→ **Task brief**
Reproduce the part of the molt-removal thread below, starting with "# When is it" and going on through "joshuai (Apr 24, 2011)", with "tongs" replaced by "tweezers".

→ **Text segment**

····················

# When is it ok to remove a molt?



## jrzyspider (Apr 24, 2011)

My T sling molted yesterday in a web that it spun and it's in there with the old molt.  When is it safe to carefully go in with tongs & remove it?  I don't want to disturb the T but  I was worried about it as far as bacteria forming on the molt, etc, and the T being so close to it.


----------



## joshuai (Apr 24, 2011)

I would not worry about it a lot of ts will break it up and use it in burrow construction, when they are ready they will push it out of the burrow! I would leave it till the sling moves it!


----------



## lancej (Apr 24, 2011)

The next day is usually fine with slings.  They harden up a lot faster than adults.


----------



## newspidermom (Apr 24, 2011)

I've romoved them the same day, but if it's in a spot that makes it difficult to pull out or you have to disturb the T to do it...don't. They will push it away and discard of it themselves.  For example my GBB just molted inside his coco hut and the skin is still inside. I would never think of trying to pull it out.  He will push it out when he's ready.

Reactions: Like 1 | Agree 1


----------



## paassatt (Apr 25, 2011)

Common sense comes into play here. If you're able to remove the exuvium without disturbing the spider, go for it. Obviously, if you're not able to retrieve it without any kind of disturbance to the spider, don't do it.

Reactions: Agree 1


----------



## AmbushArachnids (Apr 25, 2011)

Dont worry about it molding. A little mold here and there doesnt hurt them. Best to leave it to mold rather than disturb it. (unlikely it will even mold) If you disturb it before the T has time to harden it may run and damage its legs, hardening in a odd position.(Its not life threatening) Most slings will probably not withstand any damage. Practice your patients for future molts when its larger. Molting is stressful on a spider and it should be left to recover in peace. Ive pulled molts to early before and it may cause more of a panic than normal in this vulnerable state. The last thing you want, is for it to attempt an escape.

Reactions: Like 2 | Informative 1


----------



## Jerome.h (May 7, 2011)

ooo i remove its moult whenever they r out of thier moult.

 so far so good.


----------



## kristinnandbenn (May 7, 2011)

····················

→ **Records**

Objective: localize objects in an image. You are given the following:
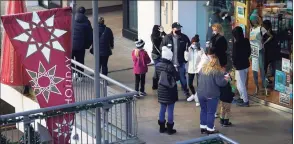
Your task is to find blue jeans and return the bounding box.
[198,96,218,131]
[159,103,175,124]
[178,64,189,95]
[253,48,267,88]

····················

→ **Result**
# When is it ok to remove a molt?



## jrzyspider (Apr 24, 2011)

My T sling molted yesterday in a web that it spun and it's in there with the old molt.  When is it safe to carefully go in with tweezers & remove it?  I don't want to disturb the T but  I was worried about it as far as bacteria forming on the molt, etc, and the T being so close to it.


----------



## joshuai (Apr 24, 2011)